*** Extracted information Section Begins ***
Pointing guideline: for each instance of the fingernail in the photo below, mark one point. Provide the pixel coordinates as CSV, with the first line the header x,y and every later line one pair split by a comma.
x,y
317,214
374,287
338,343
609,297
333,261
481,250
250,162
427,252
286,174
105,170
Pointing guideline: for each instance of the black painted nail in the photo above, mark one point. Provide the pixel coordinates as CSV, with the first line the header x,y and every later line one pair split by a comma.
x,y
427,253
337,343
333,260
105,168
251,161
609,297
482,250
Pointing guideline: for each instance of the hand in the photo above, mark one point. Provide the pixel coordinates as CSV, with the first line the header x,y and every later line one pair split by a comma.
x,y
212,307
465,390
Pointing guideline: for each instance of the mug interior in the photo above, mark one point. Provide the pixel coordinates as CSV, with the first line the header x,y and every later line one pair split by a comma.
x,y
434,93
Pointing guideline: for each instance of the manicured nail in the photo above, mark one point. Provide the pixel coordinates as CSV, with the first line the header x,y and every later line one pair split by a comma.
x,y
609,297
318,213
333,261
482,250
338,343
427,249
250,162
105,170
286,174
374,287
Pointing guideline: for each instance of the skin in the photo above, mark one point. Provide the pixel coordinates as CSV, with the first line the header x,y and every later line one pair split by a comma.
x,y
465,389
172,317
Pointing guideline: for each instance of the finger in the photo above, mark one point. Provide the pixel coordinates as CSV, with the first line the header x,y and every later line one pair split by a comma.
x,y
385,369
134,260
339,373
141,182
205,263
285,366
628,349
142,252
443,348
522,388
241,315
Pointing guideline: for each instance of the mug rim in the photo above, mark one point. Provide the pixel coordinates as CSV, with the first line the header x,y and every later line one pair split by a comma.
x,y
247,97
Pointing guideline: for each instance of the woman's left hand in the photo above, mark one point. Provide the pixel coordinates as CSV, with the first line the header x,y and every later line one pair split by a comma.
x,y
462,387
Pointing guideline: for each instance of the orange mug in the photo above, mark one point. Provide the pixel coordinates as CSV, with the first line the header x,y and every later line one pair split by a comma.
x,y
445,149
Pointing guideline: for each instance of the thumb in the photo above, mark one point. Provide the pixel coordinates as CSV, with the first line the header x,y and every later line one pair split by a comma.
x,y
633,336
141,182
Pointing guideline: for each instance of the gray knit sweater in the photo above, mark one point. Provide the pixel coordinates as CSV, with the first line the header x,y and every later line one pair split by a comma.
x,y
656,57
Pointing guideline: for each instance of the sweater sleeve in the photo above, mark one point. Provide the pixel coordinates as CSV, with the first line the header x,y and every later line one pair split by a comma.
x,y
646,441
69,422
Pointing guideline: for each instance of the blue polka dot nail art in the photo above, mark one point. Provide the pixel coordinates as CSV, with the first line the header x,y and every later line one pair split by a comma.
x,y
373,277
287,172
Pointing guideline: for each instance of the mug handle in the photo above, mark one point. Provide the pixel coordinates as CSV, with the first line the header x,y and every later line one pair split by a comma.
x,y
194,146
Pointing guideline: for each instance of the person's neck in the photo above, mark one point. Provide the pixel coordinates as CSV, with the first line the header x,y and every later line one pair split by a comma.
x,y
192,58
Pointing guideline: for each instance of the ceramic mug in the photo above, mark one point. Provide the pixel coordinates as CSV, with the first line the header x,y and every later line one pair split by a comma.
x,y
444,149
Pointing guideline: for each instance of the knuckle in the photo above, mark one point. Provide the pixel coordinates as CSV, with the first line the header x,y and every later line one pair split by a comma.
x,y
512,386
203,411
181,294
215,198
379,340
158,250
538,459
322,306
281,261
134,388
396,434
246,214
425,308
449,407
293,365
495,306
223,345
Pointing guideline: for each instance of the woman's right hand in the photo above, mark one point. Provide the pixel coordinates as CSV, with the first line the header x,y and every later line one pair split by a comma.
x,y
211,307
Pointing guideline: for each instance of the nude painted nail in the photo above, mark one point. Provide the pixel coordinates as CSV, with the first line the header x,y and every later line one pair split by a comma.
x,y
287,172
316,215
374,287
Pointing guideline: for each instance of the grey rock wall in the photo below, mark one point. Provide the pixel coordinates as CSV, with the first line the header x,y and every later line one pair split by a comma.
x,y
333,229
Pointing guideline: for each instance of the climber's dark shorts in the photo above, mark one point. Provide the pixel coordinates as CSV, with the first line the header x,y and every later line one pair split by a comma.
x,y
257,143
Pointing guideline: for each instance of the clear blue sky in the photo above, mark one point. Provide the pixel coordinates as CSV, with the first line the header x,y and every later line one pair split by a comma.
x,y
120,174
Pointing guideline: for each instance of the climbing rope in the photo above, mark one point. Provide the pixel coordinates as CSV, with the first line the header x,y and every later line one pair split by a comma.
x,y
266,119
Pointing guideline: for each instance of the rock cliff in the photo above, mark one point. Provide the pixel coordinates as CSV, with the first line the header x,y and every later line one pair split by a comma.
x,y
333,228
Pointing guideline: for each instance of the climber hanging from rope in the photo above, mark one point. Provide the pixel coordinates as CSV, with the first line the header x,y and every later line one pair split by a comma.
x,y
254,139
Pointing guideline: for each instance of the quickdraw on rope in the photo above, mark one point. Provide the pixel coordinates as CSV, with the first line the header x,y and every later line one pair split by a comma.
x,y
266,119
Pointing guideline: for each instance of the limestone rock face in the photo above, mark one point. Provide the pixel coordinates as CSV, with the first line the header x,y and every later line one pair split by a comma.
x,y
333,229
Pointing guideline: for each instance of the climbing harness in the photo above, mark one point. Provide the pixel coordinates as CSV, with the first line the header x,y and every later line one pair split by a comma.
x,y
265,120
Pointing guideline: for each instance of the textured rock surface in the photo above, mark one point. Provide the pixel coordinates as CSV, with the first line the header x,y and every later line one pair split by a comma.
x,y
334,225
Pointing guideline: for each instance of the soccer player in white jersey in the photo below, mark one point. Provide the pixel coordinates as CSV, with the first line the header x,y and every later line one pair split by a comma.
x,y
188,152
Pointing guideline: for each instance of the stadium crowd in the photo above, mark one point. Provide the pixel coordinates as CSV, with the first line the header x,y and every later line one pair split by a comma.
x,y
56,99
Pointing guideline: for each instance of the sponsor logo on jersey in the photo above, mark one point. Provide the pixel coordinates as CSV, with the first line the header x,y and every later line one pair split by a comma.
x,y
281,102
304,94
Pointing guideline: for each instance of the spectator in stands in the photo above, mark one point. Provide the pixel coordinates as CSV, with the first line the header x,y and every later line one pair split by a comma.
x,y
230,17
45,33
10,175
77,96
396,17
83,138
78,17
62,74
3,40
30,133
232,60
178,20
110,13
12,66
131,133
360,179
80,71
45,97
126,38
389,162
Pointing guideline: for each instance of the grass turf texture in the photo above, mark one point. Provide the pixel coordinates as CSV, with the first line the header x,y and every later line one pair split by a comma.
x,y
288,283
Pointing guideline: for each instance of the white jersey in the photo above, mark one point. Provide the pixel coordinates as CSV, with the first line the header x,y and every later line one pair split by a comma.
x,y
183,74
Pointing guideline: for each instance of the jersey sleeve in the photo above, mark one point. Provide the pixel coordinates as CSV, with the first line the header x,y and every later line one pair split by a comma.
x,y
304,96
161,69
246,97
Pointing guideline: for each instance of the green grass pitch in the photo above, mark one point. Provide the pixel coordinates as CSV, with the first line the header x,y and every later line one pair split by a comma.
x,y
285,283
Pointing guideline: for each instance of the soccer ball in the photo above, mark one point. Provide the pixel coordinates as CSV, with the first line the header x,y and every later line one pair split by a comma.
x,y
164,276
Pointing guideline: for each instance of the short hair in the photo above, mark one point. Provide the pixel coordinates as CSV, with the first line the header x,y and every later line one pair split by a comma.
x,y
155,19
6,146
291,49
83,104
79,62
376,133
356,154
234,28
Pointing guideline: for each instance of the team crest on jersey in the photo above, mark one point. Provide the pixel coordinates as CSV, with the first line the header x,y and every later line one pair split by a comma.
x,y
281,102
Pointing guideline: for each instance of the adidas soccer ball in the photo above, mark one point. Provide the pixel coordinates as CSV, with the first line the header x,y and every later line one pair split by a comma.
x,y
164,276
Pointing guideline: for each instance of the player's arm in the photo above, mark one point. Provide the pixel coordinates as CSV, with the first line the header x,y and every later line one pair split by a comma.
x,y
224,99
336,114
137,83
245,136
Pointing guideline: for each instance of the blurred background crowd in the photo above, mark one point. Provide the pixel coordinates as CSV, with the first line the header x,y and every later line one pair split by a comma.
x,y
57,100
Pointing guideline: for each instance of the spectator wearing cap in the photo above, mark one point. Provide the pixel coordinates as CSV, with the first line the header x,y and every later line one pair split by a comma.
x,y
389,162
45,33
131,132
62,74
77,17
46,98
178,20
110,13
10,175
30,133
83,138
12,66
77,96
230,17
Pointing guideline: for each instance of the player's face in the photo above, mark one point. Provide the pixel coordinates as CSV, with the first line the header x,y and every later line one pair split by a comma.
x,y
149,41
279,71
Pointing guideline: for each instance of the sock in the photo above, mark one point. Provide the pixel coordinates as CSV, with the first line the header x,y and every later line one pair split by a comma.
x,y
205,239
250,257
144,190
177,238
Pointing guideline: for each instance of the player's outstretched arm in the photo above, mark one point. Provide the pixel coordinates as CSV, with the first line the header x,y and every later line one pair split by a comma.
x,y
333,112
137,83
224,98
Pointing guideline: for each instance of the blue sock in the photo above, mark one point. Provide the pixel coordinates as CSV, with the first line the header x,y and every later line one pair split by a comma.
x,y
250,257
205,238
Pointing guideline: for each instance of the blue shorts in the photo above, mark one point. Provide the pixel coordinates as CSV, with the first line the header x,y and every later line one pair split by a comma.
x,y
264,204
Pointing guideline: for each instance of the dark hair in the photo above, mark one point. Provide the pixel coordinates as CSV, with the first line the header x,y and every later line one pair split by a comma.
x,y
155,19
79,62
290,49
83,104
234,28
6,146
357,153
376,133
*** Extracted information Section Ends ***
**Exercise details:** What are the lines from the one with "Pointing guideline: for each instance of the dark" through the end of the entries? Give them again exactly, both end lines included.

**Answer:**
Pointing guideline: for each instance of the dark hair in the photo above, mark one point. Provide the pixel coordinates as CSV, with the first line the header x,y and every later line one pair split by a comma.
x,y
155,19
79,62
290,49
83,104
234,28
6,146
357,153
376,133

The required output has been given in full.